Task — Every entry should be transcribed word for word, so that nothing is missing.
===== Exercise material =====
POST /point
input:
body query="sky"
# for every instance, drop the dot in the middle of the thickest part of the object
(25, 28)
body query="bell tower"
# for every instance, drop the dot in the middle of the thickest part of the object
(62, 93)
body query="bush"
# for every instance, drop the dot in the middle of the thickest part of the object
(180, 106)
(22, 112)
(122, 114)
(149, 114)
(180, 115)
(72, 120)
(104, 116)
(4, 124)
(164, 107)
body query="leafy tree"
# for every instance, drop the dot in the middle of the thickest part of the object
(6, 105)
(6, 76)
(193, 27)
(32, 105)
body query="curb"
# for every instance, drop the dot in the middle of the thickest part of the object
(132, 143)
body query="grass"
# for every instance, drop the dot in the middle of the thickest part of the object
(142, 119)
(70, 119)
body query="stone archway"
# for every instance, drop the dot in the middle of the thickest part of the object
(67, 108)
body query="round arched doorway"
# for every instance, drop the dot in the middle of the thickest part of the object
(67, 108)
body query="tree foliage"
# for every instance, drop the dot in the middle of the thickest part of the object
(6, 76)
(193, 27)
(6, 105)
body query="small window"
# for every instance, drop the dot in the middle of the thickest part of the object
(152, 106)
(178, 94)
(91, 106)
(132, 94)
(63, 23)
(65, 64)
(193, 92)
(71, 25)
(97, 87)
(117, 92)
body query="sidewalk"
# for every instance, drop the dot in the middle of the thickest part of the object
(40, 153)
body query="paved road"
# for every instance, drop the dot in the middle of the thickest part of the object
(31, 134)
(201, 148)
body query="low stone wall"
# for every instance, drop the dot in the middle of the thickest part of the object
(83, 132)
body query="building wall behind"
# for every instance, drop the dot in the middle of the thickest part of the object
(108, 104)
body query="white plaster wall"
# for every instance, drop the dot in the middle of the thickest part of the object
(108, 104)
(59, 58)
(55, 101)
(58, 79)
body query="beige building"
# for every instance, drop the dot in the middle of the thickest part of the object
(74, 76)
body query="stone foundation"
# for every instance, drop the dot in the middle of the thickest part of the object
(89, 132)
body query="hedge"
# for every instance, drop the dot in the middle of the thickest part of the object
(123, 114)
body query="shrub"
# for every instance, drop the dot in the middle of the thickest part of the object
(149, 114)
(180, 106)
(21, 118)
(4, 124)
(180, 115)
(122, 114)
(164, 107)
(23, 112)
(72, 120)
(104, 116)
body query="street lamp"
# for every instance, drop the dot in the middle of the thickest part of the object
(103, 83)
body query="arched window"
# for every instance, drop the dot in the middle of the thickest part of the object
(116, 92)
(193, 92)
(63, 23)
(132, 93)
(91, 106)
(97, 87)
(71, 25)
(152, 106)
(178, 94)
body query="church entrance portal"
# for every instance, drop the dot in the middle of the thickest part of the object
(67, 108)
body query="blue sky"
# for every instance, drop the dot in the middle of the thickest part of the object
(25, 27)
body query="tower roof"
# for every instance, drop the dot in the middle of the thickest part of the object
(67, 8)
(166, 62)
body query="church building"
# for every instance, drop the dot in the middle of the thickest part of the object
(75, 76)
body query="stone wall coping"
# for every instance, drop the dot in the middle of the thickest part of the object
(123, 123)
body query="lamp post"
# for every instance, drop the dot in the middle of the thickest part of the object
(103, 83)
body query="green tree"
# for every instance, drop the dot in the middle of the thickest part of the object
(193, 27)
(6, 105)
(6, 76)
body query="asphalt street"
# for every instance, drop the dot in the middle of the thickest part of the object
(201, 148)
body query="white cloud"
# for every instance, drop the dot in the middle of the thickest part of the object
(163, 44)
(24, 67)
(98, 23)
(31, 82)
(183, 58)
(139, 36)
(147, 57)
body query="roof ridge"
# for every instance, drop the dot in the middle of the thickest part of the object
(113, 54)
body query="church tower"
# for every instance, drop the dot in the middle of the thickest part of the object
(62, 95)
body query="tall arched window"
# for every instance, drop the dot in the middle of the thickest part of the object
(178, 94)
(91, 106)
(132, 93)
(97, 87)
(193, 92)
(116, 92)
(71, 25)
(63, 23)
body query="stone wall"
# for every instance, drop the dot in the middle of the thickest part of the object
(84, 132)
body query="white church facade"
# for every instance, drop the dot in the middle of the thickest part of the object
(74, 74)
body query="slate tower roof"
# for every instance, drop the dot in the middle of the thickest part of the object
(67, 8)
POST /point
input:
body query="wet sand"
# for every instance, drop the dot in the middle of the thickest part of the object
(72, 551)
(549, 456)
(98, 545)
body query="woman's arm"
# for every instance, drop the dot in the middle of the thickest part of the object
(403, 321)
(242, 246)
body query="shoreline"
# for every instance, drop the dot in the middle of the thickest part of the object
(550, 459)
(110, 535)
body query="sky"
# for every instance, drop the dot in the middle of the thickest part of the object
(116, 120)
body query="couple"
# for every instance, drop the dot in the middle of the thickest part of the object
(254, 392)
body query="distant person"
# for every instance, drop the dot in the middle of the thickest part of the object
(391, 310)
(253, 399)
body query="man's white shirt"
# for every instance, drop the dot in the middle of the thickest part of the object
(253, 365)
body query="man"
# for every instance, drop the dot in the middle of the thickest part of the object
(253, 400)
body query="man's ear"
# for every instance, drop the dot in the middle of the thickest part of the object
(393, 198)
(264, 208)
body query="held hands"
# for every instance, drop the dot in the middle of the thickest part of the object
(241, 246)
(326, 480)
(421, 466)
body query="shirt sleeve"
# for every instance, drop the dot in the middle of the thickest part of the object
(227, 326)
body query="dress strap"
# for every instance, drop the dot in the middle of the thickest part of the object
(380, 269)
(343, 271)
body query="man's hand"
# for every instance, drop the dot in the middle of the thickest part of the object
=====
Task answer —
POST /point
input:
body query="sky"
# for every instance, drop the dot in the middle of the thickest part of the object
(25, 28)
body query="bell tower"
# for every instance, drop the dot in the middle of the thickest part of the object
(62, 93)
body query="bush"
# for every instance, drop the dot in the middle of the thickest part of the object
(180, 106)
(22, 112)
(122, 114)
(149, 114)
(180, 115)
(72, 120)
(104, 116)
(4, 124)
(164, 107)
body query="leafy tree"
# for every instance, drop the dot in the middle of the thickest part of the object
(6, 105)
(6, 76)
(193, 27)
(32, 105)
body query="curb"
# for every instance, drop the dot in the middle of the thickest part of the object
(132, 143)
body query="grass"
# for every instance, drop the dot in the middle of the thickest part of the object
(142, 119)
(70, 119)
body query="stone archway"
# for every instance, drop the dot in the middle of the thickest part of the object
(67, 108)
body query="round arched doorway"
# for every instance, drop the dot in the middle of the thickest part of the object
(67, 108)
body query="tree foliage"
# for every instance, drop the dot in the middle of the thickest part of the object
(6, 76)
(193, 27)
(6, 105)
body query="small window"
# for every instance, drop the dot in the middle of the thickest part of the object
(152, 106)
(178, 94)
(91, 106)
(132, 94)
(63, 23)
(65, 64)
(193, 92)
(71, 25)
(97, 87)
(117, 92)
body query="sidewalk"
# for every instance, drop the dot in the middle of the thickest part of the object
(40, 153)
body query="paved road"
# for every instance, drop the dot in the middle of the thickest part of the object
(31, 134)
(201, 148)
body query="low stone wall"
# for every instance, drop the dot in the middle of the thickest part of the object
(83, 132)
body query="building wall behind"
# for every instance, drop the dot in the middle of the thickest part of the object
(108, 104)
body query="white plaster wall"
# for every instance, drop the dot in the middle of the thickest part of the object
(108, 104)
(59, 58)
(55, 101)
(58, 79)
body query="beige building"
# for every instance, drop the dot in the middle of the thickest part of the object
(74, 76)
body query="stone foundation"
# for every instance, drop the dot in the middle of the thickest part of the object
(89, 132)
body query="hedge"
# for every instance, drop the dot in the middle of the thickest part of the object
(123, 114)
body query="shrub"
# for every instance, drop the dot in the middle of the thickest part of the object
(149, 114)
(180, 106)
(21, 118)
(4, 124)
(180, 115)
(122, 114)
(164, 107)
(23, 112)
(72, 120)
(104, 116)
body query="street lamp"
# for every instance, drop the dot in the middle of the thickest part of the object
(103, 83)
body query="arched window"
# for every instance, drop the dot in the middle of the thickest part of the object
(116, 92)
(193, 92)
(63, 23)
(132, 93)
(91, 106)
(97, 87)
(71, 25)
(152, 106)
(178, 94)
body query="church entrance portal"
# for every instance, drop the dot in the middle of the thickest part of the object
(67, 108)
body query="blue sky"
# for every instance, drop the dot in the middle of the thickest part of the object
(25, 27)
body query="tower roof"
# for every instance, drop the dot in the middle of the thickest part of the object
(67, 8)
(166, 62)
body query="church building"
# for every instance, drop the dot in the middle of the thickest part of the object
(75, 76)
body query="stone wall coping"
# for every instance, drop the dot in the middle of the thickest part of the object
(123, 123)
body query="lamp post"
# for every instance, drop the dot in the middle of the thickest part of the object
(103, 83)
body query="green tree"
# for every instance, drop the dot in the middle of the thickest part of the object
(193, 27)
(6, 105)
(6, 76)
body query="asphalt street"
# for every instance, drop the dot in the middle of the thickest part of the object
(201, 148)
body query="white cloud"
# for every instance, drop the dot in the middle of the thickest part of the object
(163, 44)
(24, 67)
(98, 23)
(31, 82)
(183, 58)
(139, 36)
(147, 57)
body query="roof ridge"
# for every instance, drop the dot in the middle of the thickest part of the object
(113, 54)
body query="church tower"
# for every instance, drop the dot in the middle of the thickest part of the object
(62, 95)
body query="tall arched window"
# for every instance, drop the dot in the middle of the thickest part of the object
(178, 94)
(91, 106)
(132, 93)
(97, 87)
(193, 92)
(116, 92)
(71, 25)
(63, 23)
body query="stone wall"
# for every instance, drop the dot in the middle of the thickest part of the object
(84, 132)
body query="white church facade"
# for every instance, drop the dot in the middle of the thickest part of the object
(74, 74)
body query="slate tower roof"
# for every instance, drop the dot in the middle of the thickest part of the object
(67, 8)
POST /point
input:
body query="wet sand"
# for every instance, drop the dot in the middle of the thickest part of the object
(72, 551)
(549, 456)
(98, 545)
body query="woman's arm"
# for every instance, drop the dot in the middle of the thickest part of the object
(403, 321)
(242, 246)
body query="shoreline"
# for every instance, drop the dot in the middle of the thickest part of the object
(550, 459)
(110, 535)
body query="sky"
# for every instance, drop the dot in the middle of the thickest part of the object
(116, 120)
body query="couple"
# for every instance, drop the dot in the middle of the thickest part of the object
(254, 392)
body query="distant person"
# for every instance, drop the dot in the middle of the thickest part of the object
(391, 310)
(253, 399)
body query="man's white shirt"
# for every instance, drop the dot in the middle of the thickest part of the object
(253, 365)
body query="man"
# for every instance, drop the dot in the middle of the thickest part of the object
(253, 400)
body query="man's ear"
# for every instance, drop the dot in the middle of the thickest part of the object
(393, 198)
(264, 208)
body query="held hands"
# for every instance, drop the dot in the middle of the thickest part of the object
(241, 246)
(326, 480)
(421, 466)
body query="shirt sleeve"
# for every instance, drop the dot in the middle of the thickest part of the object
(227, 326)
body query="dress strap"
# for every instance, drop the dot in the middle of the thickest part of the object
(380, 269)
(343, 271)
body query="man's hand"
# for every instance, drop the dot in the middle of the thickest part of the object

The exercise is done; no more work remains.